---- Entries provided

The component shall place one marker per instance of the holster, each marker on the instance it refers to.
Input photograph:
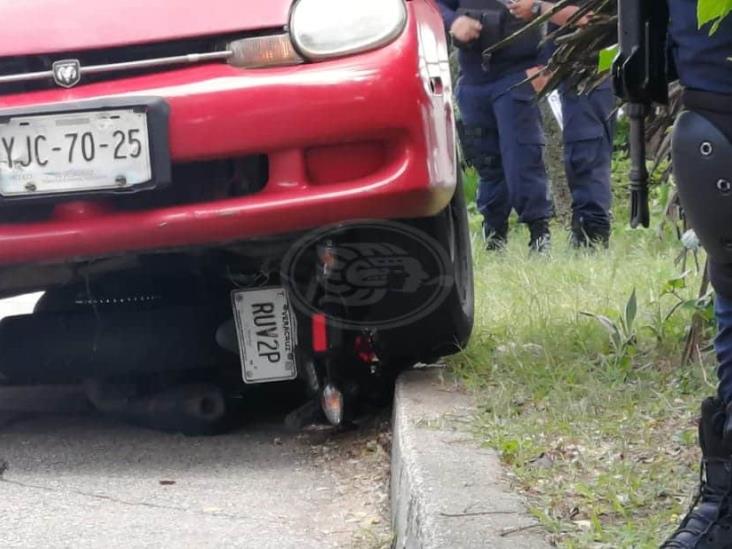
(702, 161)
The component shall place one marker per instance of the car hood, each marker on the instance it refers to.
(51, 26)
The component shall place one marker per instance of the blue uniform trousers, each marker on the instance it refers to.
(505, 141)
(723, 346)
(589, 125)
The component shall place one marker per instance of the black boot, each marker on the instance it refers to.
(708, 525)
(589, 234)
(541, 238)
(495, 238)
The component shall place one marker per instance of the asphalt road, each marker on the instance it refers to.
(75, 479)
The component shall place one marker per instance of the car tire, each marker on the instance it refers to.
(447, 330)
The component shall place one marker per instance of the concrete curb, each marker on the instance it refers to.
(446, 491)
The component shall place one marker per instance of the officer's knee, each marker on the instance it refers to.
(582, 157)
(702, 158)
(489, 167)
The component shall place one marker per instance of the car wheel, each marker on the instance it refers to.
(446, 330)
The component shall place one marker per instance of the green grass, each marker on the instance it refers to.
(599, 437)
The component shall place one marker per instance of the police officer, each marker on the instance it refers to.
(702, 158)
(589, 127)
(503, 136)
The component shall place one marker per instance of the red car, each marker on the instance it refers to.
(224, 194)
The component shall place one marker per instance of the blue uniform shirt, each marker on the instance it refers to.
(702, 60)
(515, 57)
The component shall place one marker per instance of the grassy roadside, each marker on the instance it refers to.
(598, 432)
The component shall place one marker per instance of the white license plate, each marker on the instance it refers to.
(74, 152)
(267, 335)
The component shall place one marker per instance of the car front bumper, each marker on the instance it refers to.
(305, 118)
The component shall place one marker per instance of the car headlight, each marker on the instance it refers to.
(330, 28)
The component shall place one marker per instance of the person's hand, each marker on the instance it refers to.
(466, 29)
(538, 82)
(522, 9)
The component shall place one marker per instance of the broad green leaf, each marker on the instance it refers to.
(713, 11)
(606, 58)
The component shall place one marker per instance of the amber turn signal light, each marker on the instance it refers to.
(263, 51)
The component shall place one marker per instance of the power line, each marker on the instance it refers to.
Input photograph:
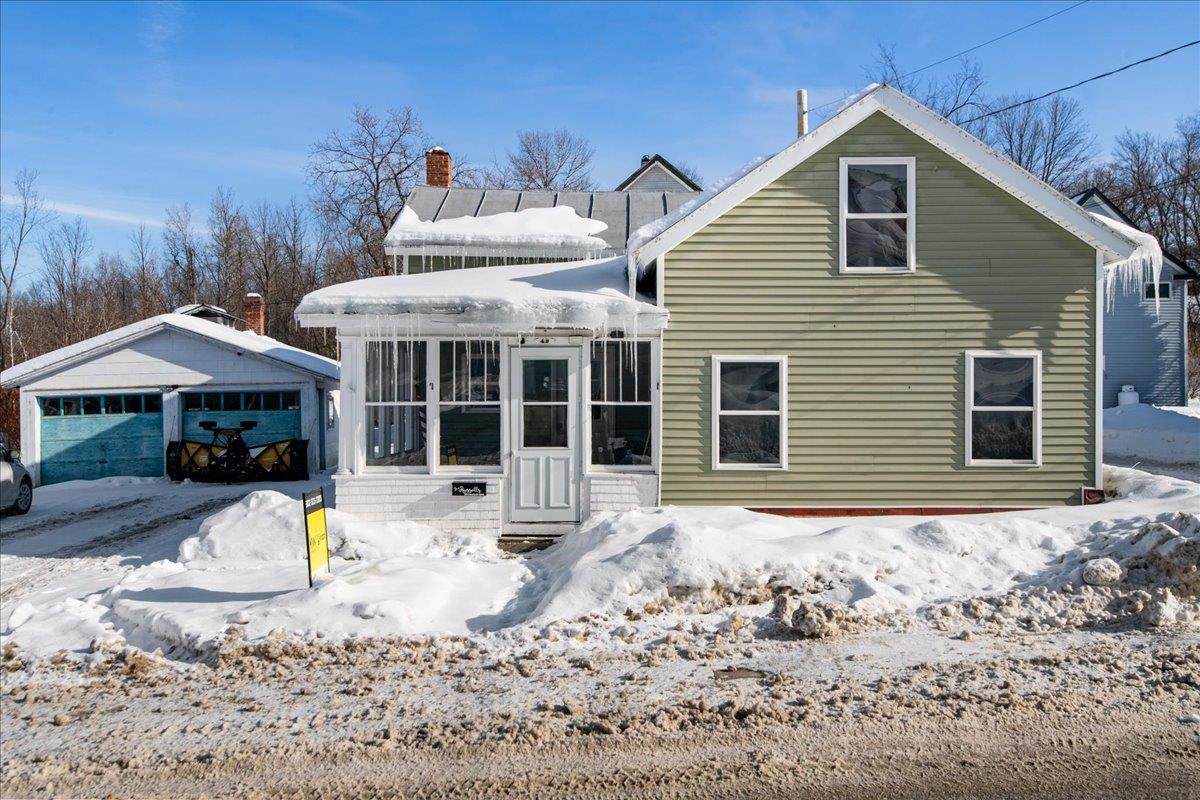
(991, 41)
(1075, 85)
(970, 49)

--------

Lay out the material above as a two-column CSV with the headers label_request and points. Give one row for each labeling instruction, with its text and its answer each in one quoted field, turn line breaks into spaces, and leave the pictures out.

• **Output**
label_request,points
"The component shall place one marker per instance of the holster, each marker on the instance it refers to. Input photograph:","(702, 161)"
"The component shall place one marker per instance of the car hood, each marker on the instance it refers to.","(51, 26)"
"The component shall place one marker per instance of the blue uniform trousers, each marker on the instance it refers to.","(505, 141) (723, 346) (589, 125)"
"The component shall place one marker per instance of the black boot, each marker on the instance it refers to.","(708, 525) (589, 234) (541, 238) (495, 238)"
"The component shall place one marker per instance of the asphalt road, each marker on the instance it refers to.","(75, 479)"
"The component shall place one marker per instance of the car tire, each marker on the instance it refers to.","(447, 330)"
"The component shall place one marker per instance of the concrete curb, each marker on the instance it refers to.","(446, 491)"
"The component shall place one marker per instance of the officer's knee, each marker on the instance it refers to.","(582, 157) (702, 158) (489, 167)"
"The component shall place one marker per instance of the car wheel, each marker on the instance it refers to.","(446, 330)"
"The component shall place one marker per instance of the green grass, each marker on the instance it refers to.","(599, 437)"
"The component shall place one marker per instance of the police officer, each marker on the instance it refers to.","(702, 158) (589, 127) (503, 136)"
"The component shall place one marker per instance of the red car, each marker on the instance it refers to.","(224, 194)"
"The component shall place one marker per instance of the blue uniform shirt, each marker on the instance it refers to.","(702, 60) (515, 57)"
"The component shall place one marker per instance of the grassy roadside, each marker on the instance it refers to.","(598, 432)"
"The component shall place one marker per instance of the white license plate, each marker on the instance it refers to.","(74, 152) (267, 335)"
"The component shall place one marker per instance of the car front bumper, each marker on the instance it refers to.","(305, 118)"
"The component shall place one marker per instance of the car headlight, each marker on the instance it refers to.","(330, 28)"
"The component shall place one marker per instance of the person's hand, each marker on the instance it refers to.","(466, 29) (538, 82) (522, 9)"
"The component shall place one marker per instance of the broad green leaf, each marker on the instance it refers to.","(713, 11) (606, 58)"
"The component shall place one marker per instance of the amber turn signal light, each marker on the instance it refers to.","(263, 51)"
"The component shall place one marker per instance of the power line, each marker on the instance it refers to. Input photograph:","(991, 41) (1075, 85) (970, 49)"